--- Provided entries ---

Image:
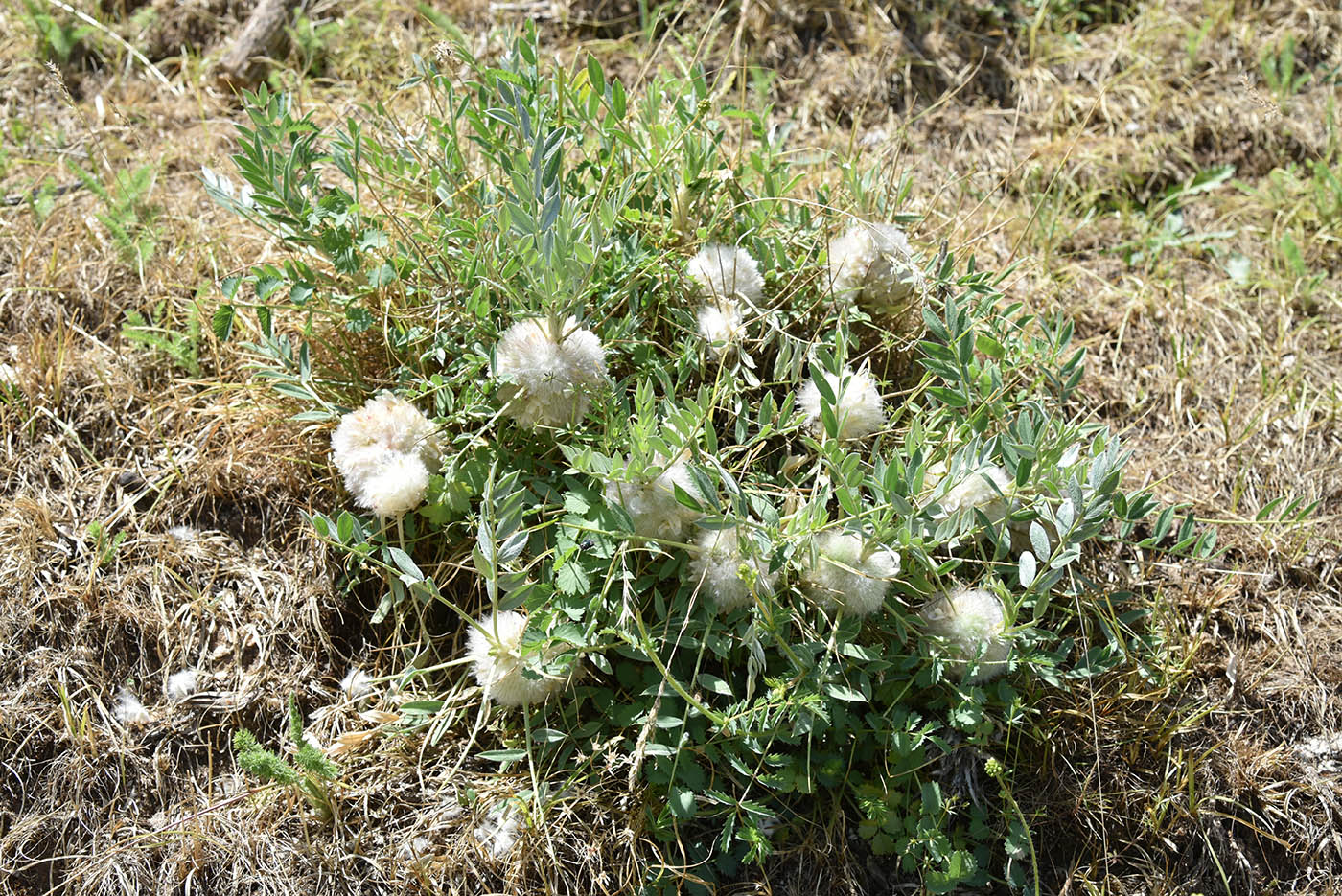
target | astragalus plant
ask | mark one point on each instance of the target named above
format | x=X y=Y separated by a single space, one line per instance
x=728 y=566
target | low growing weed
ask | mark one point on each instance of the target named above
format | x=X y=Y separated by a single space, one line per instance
x=784 y=601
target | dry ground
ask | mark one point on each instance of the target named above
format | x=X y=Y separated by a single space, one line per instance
x=1043 y=141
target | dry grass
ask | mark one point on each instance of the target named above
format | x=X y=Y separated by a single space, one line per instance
x=1217 y=771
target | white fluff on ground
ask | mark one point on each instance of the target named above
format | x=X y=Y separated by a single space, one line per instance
x=129 y=710
x=181 y=684
x=356 y=684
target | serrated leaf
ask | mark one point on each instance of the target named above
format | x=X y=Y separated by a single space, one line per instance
x=845 y=692
x=714 y=683
x=221 y=322
x=682 y=802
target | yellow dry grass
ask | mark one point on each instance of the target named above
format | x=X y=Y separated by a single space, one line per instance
x=1043 y=145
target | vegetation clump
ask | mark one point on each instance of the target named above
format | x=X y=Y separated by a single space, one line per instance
x=859 y=554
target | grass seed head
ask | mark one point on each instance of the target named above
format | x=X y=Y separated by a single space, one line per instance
x=546 y=381
x=727 y=272
x=721 y=326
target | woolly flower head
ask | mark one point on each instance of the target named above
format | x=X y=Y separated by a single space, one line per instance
x=497 y=658
x=651 y=504
x=721 y=326
x=986 y=489
x=972 y=621
x=384 y=450
x=874 y=264
x=847 y=576
x=858 y=405
x=546 y=381
x=727 y=272
x=725 y=573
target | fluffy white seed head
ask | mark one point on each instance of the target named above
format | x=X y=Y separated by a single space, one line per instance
x=398 y=487
x=721 y=326
x=727 y=272
x=972 y=623
x=181 y=684
x=858 y=404
x=874 y=264
x=497 y=658
x=129 y=710
x=988 y=489
x=651 y=503
x=356 y=684
x=385 y=450
x=498 y=831
x=727 y=574
x=544 y=381
x=849 y=577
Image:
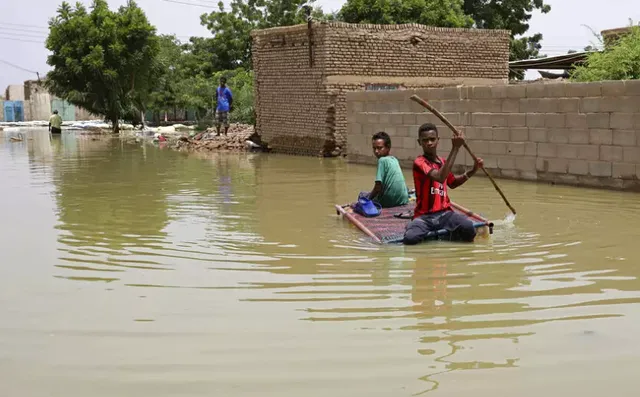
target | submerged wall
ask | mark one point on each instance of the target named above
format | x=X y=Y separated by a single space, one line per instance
x=302 y=75
x=585 y=134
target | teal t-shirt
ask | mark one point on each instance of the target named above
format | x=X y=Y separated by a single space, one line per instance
x=394 y=188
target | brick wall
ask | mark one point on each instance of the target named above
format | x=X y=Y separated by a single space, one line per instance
x=301 y=109
x=584 y=134
x=291 y=103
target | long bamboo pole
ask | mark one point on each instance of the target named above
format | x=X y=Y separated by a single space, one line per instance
x=435 y=111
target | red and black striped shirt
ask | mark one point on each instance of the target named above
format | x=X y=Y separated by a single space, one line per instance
x=431 y=196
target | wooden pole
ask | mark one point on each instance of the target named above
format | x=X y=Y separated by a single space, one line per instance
x=435 y=111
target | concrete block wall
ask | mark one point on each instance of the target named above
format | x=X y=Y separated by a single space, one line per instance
x=300 y=108
x=585 y=134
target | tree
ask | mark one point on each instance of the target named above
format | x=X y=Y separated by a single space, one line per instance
x=103 y=61
x=444 y=13
x=169 y=61
x=619 y=61
x=231 y=42
x=513 y=15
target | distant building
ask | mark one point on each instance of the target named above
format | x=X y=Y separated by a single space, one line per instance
x=300 y=88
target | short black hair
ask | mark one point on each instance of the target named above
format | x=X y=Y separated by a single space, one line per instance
x=427 y=127
x=384 y=136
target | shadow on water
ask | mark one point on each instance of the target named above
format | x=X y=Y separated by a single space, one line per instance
x=244 y=253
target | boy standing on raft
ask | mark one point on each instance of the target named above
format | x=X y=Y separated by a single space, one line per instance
x=431 y=176
x=390 y=188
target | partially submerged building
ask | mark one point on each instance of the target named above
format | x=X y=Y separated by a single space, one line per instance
x=302 y=73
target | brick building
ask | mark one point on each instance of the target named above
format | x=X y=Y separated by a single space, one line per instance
x=300 y=91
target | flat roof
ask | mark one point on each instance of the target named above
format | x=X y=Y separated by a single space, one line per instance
x=559 y=62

---

• _Given instruction_
Give back all of the records above word for word, but leave out the pictures.

• _Full response_
Image:
target | astragalus plant
ask | mark one point on each instance of the target named above
format | x=X y=Y separated by a single space, one line per instance
x=728 y=566
target | low growing weed
ask | mark one point on each instance of the target named above
format | x=X y=Y separated by a single space, one line per instance
x=784 y=601
target | dry ground
ask | mark one point on each instance of the target named above
format | x=X y=Y separated by a single space, one line per instance
x=1043 y=141
target | dry grass
ask | mark one point on each instance of the target named above
format | x=X y=Y separated by a single space, one line per instance
x=1217 y=771
target | white fluff on ground
ask | mark one point on each instance of the target named above
format | x=X y=Y separated by a single space, one line per instance
x=129 y=710
x=181 y=684
x=356 y=684
target | serrated leaf
ask | mark one point on each instance of the target named above
format | x=X y=Y separated by a single space, one line per instance
x=845 y=692
x=714 y=683
x=221 y=322
x=682 y=802
target | yellow dry grass
ask | mark one point on each instance of the target named above
format | x=X y=Y separated by a single space, one line per instance
x=1043 y=145
target | vegetation clump
ask | mark one point on each instance of the target named above
format | x=X y=Y separated by a single space, one line per instance
x=859 y=554
target | grass seed head
ask | mark one point on each instance of the target named above
format | x=X y=Y separated by a single space, one line per instance
x=546 y=381
x=727 y=272
x=721 y=326
target | woolly flower head
ask | mark one point on each instance of the target named above
format | x=X y=Y separated by a single space, one line per instance
x=497 y=658
x=651 y=504
x=721 y=326
x=986 y=489
x=972 y=621
x=384 y=450
x=874 y=264
x=847 y=576
x=858 y=405
x=546 y=381
x=727 y=272
x=725 y=573
target | fluffy white seed head
ask | mark one point on each instance of the target named above
format | x=X y=Y separated by a single space, one line per instance
x=398 y=487
x=721 y=326
x=727 y=272
x=972 y=623
x=181 y=684
x=858 y=404
x=874 y=264
x=497 y=658
x=129 y=710
x=988 y=489
x=651 y=503
x=356 y=684
x=385 y=450
x=498 y=831
x=727 y=574
x=544 y=381
x=849 y=577
Image:
target | submerged wall
ask | mark one point on each instance of the target named above
format | x=X y=Y separated by a single space, one line per instance
x=302 y=75
x=585 y=134
target | teal t-shirt
ask | mark one point on each instance of the target named above
format | x=X y=Y separated by a single space, one line per instance
x=394 y=188
target | brick wall
ask | mark one point on each instance of the target named above
format | x=X y=Y separated by a single space, one line per instance
x=301 y=109
x=584 y=134
x=291 y=103
target | long bamboo pole
ask | mark one point on each instance of the target named above
format | x=X y=Y separated by a single space, one line per instance
x=435 y=111
target | red and black striped shirt
ask | mark one point on each instance of the target named above
format | x=X y=Y separated by a single space, one line per instance
x=431 y=196
target | wooden pole
ask | mark one point on each instance of the target named above
format | x=X y=Y separated by a single space, one line per instance
x=435 y=111
target | concrete block wall
ask | mark one point on each instance of the target named above
format | x=X y=Y separated by a single space, one line per instance
x=300 y=108
x=585 y=134
target | tree
ask | mark one point on each instance of the target named above
format | x=X y=Y separated by a single space, one line per instance
x=103 y=61
x=444 y=13
x=169 y=61
x=619 y=61
x=231 y=42
x=513 y=15
target | distant building
ask | mark one point on each instance of the target named above
format | x=X y=Y separated by a single space, one line per instance
x=300 y=88
target | short black hair
ask | mark one point on each instance of the target named above
format | x=X y=Y separated by a single space, one line per instance
x=427 y=127
x=384 y=136
target | shadow on water
ask | mark one point on each instance of the target named above
format | x=X y=Y separated by a single space, one line per instance
x=244 y=253
target | boy standing on raft
ask | mark one point on each instance of the target named above
format | x=X y=Y separated by a single space, one line per instance
x=431 y=176
x=390 y=188
target | partially submerged building
ask | mark one point on each instance of the target named above
format | x=X y=Y separated by a single space, one line per instance
x=302 y=73
target | brick building
ask | mark one point on each instance of the target named above
format | x=X y=Y separated by a single space, one line per instance
x=300 y=91
target | flat roof
ask | mark one point on each instance of the target named above
format | x=X y=Y separated by a single space, one line per instance
x=559 y=62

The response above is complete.